- ASSIGNMENT -
Reproduce the text on query transformation word for word, from its heading through its last sentence.

- EXERCISE PASSAGE -
• • • • • • •

K2 — Query Transformation

Rewrite, expand, or decompose the user's raw query into one or more derived queries chosen to retrieve better, before any retrieval is performed.

Also Known As: Query Rewriting, Pre-Retrieval Query Optimisation. (HyDE, Rewrite-Retrieve-Read, Multi-Query, RAG-Fusion, and Step-Back Query are variants of this pattern — see Variants.)

Classification: Category II — Knowledge · Band II-A Retrieval strategy · a pre-retrieval stage that composes in front of K1 Vanilla RAG and its other refinements.


Intent

Improve retrieval quality by transforming the user's raw query into a form better matched to the corpus, in the moment between the user submitting the query and the retriever running.

Motivation

The query a user types is frequently a poor retrieval key. K1 Vanilla RAG embeds that raw query and searches with it directly — which fails in several recurring, and distinct, ways:

  • Query/document space mismatch. A short question ("What's our refund window?") and the passage that answers it ("Customers may return items within 30 days of delivery for a full refund…") are written in different registers. The embedding model defines a learned bilinear similarity metric (mechanism 1) — a contraction in d_model space. Questions and answers were not co-trained as synonyms in this metric; their distributional contexts differ. A question tokens-distribution and an answer tokens-distribution sit in different regions of the learned similarity surface even when one definitively answers the other.
  • Under-specified queries. "How does it handle errors?" — it is unresolved; the query carries almost nothing to match on.
  • Conversational queries. In multi-turn chat the real query is spread across turns ("…and what about the enterprise tier?"). The raw final turn is not a standalone retrieval key.
  • Compound queries. "Compare the refund and warranty policies" needs two different passages; a single embedding splits the difference and retrieves neither well.

These cannot be fixed downstream. You do not control how the corpus phrases its answers, and you cannot fix the embedding model without retraining it. The one available leverage point is the query itself, before retrieval runs. Query Transformation inserts exactly one stage there: it converts the raw query into one or more derived queries selected to retrieve well.

• • • • • • •

- ENTRIES SUPPLIED -
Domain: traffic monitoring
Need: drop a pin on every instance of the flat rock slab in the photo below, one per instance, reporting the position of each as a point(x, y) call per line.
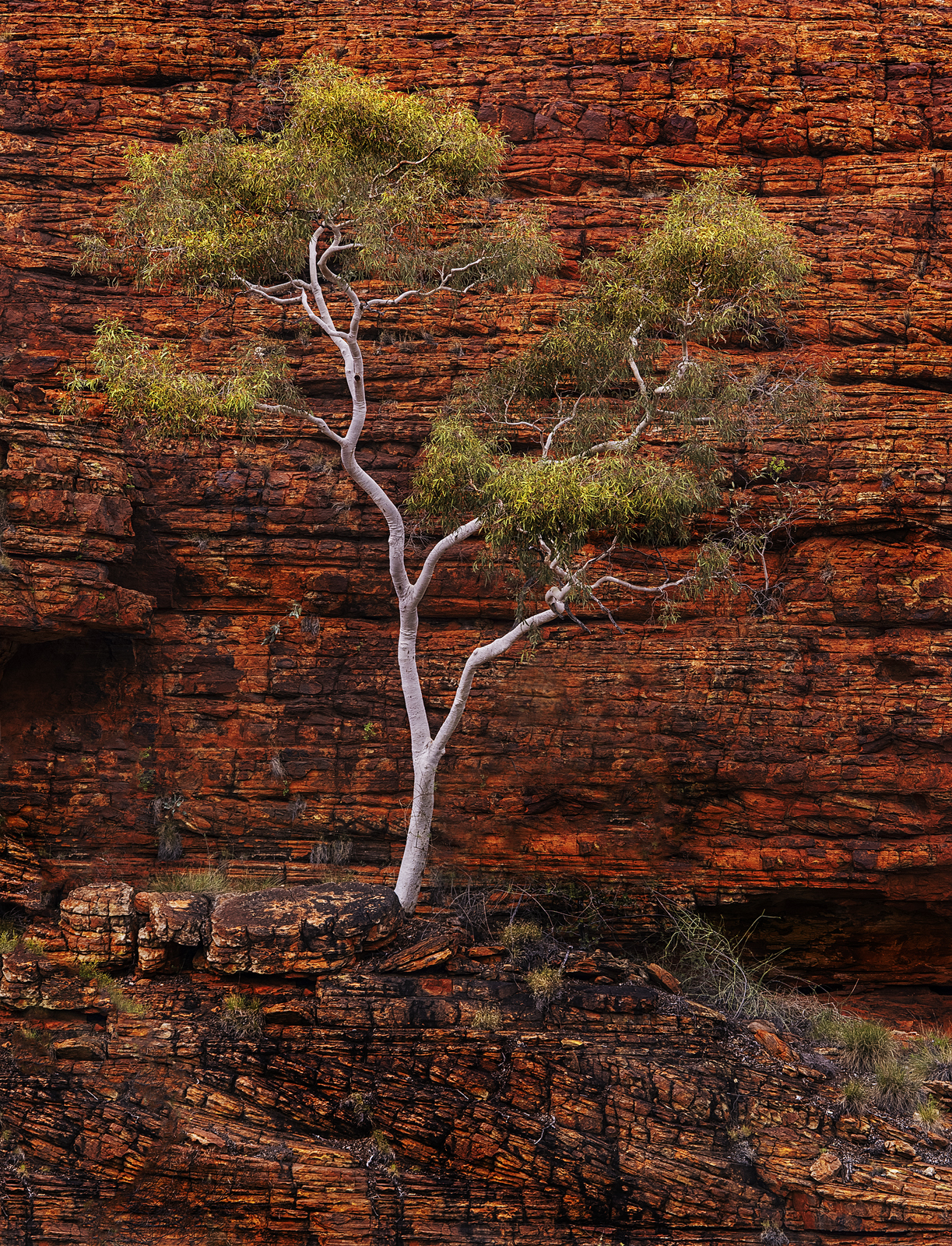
point(300, 930)
point(100, 922)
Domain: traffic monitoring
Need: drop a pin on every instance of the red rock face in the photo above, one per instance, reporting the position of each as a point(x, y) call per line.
point(794, 764)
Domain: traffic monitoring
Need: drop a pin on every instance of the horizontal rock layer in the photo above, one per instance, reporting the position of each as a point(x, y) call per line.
point(379, 1109)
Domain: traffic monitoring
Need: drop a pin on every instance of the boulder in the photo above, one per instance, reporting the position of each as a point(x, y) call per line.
point(300, 930)
point(100, 922)
point(176, 919)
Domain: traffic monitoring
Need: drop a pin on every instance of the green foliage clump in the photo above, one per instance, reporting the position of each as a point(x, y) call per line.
point(121, 1002)
point(549, 449)
point(933, 1057)
point(487, 1017)
point(545, 984)
point(222, 209)
point(865, 1044)
point(241, 1015)
point(715, 266)
point(518, 936)
point(211, 882)
point(715, 970)
point(147, 386)
point(898, 1088)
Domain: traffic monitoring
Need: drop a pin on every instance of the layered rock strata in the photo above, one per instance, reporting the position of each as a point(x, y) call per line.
point(748, 763)
point(406, 1100)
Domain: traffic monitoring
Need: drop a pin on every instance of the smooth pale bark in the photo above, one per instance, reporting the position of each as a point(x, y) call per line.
point(427, 748)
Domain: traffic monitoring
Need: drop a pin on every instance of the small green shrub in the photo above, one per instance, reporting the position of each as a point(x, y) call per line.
point(121, 1002)
point(929, 1112)
point(711, 969)
point(933, 1058)
point(865, 1044)
point(242, 1015)
point(545, 984)
point(487, 1017)
point(521, 935)
point(898, 1088)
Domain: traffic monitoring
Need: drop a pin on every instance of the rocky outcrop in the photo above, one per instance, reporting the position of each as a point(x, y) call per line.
point(297, 931)
point(375, 1108)
point(100, 924)
point(792, 764)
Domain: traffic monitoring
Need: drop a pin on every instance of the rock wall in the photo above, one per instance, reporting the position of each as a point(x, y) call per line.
point(419, 1096)
point(796, 763)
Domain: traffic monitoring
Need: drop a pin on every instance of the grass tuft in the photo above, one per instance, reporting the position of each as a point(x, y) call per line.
point(545, 984)
point(487, 1017)
point(865, 1044)
point(521, 935)
point(242, 1015)
point(211, 882)
point(120, 1000)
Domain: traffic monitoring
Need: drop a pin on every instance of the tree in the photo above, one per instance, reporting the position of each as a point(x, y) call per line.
point(363, 199)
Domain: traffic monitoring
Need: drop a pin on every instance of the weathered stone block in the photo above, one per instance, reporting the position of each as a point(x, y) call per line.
point(300, 930)
point(100, 922)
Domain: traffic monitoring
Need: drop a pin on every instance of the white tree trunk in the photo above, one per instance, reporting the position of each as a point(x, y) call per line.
point(418, 834)
point(427, 751)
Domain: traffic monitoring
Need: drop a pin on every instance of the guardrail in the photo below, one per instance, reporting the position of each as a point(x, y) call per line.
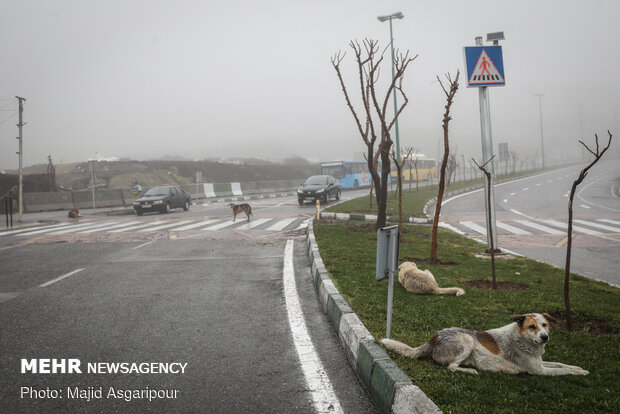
point(124, 197)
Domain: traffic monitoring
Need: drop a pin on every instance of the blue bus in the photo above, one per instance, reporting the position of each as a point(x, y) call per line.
point(350, 174)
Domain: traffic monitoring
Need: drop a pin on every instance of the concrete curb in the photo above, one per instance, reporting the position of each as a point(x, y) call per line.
point(370, 217)
point(390, 388)
point(245, 198)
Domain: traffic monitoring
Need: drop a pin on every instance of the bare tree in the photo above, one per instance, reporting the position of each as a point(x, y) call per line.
point(488, 181)
point(368, 61)
point(597, 156)
point(454, 86)
point(399, 168)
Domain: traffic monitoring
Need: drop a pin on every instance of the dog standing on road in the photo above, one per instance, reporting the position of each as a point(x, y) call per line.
point(237, 208)
point(422, 281)
point(512, 349)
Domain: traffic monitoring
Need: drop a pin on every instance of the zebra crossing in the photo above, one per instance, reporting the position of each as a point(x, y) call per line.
point(592, 227)
point(198, 225)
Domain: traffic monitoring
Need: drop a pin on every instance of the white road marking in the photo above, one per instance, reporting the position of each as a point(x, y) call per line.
point(577, 229)
point(598, 226)
point(220, 225)
point(164, 226)
point(252, 224)
point(522, 214)
point(280, 225)
point(143, 244)
point(79, 229)
point(49, 282)
point(140, 226)
point(512, 229)
point(23, 230)
point(450, 227)
point(113, 226)
point(473, 226)
point(45, 230)
point(540, 227)
point(194, 225)
point(319, 386)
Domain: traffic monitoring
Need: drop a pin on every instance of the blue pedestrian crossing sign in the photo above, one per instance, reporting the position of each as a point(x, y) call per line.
point(485, 66)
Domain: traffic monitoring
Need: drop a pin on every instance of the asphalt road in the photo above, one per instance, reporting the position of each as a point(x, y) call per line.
point(533, 214)
point(209, 297)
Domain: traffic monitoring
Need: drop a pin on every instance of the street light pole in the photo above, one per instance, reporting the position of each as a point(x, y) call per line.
point(542, 142)
point(21, 157)
point(397, 15)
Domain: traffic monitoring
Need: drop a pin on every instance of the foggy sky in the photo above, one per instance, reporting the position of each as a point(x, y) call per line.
point(198, 79)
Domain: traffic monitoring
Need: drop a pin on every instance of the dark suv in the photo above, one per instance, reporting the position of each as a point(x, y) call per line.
point(162, 199)
point(319, 187)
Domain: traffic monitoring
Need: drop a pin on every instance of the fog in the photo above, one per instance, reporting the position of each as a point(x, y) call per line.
point(200, 79)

• • • • • • •

- FINAL ANSWER -
K2 — Query Transformation

Rewrite, expand, or decompose the user's raw query into one or more derived queries chosen to retrieve better, before any retrieval is performed.

Also Known As: Query Rewriting, Pre-Retrieval Query Optimisation. (HyDE, Rewrite-Retrieve-Read, Multi-Query, RAG-Fusion, and Step-Back Query are variants of this pattern — see Variants.)

Classification: Category II — Knowledge · Band II-A Retrieval strategy · a pre-retrieval stage that composes in front of K1 Vanilla RAG and its other refinements.


Intent

Improve retrieval quality by transforming the user's raw query into a form better matched to the corpus, in the moment between the user submitting the query and the retriever running.

Motivation

The query a user types is frequently a poor retrieval key. K1 Vanilla RAG embeds that raw query and searches with it directly — which fails in several recurring, and distinct, ways:

  • Query/document space mismatch. A short question ("What's our refund window?") and the passage that answers it ("Customers may return items within 30 days of delivery for a full refund…") are written in different registers. The embedding model defines a learned bilinear similarity metric (mechanism 1) — a contraction in d_model space. Questions and answers were not co-trained as synonyms in this metric; their distributional contexts differ. A question tokens-distribution and an answer tokens-distribution sit in different regions of the learned similarity surface even when one definitively answers the other.
  • Under-specified queries. "How does it handle errors?" — it is unresolved; the query carries almost nothing to match on.
  • Conversational queries. In multi-turn chat the real query is spread across turns ("…and what about the enterprise tier?"). The raw final turn is not a standalone retrieval key.
  • Compound queries. "Compare the refund and warranty policies" needs two different passages; a single embedding splits the difference and retrieves neither well.

These cannot be fixed downstream. You do not control how the corpus phrases its answers, and you cannot fix the embedding model without retraining it. The one available leverage point is the query itself, before retrieval runs. Query Transformation inserts exactly one stage there: it converts the raw query into one or more derived queries selected to retrieve well.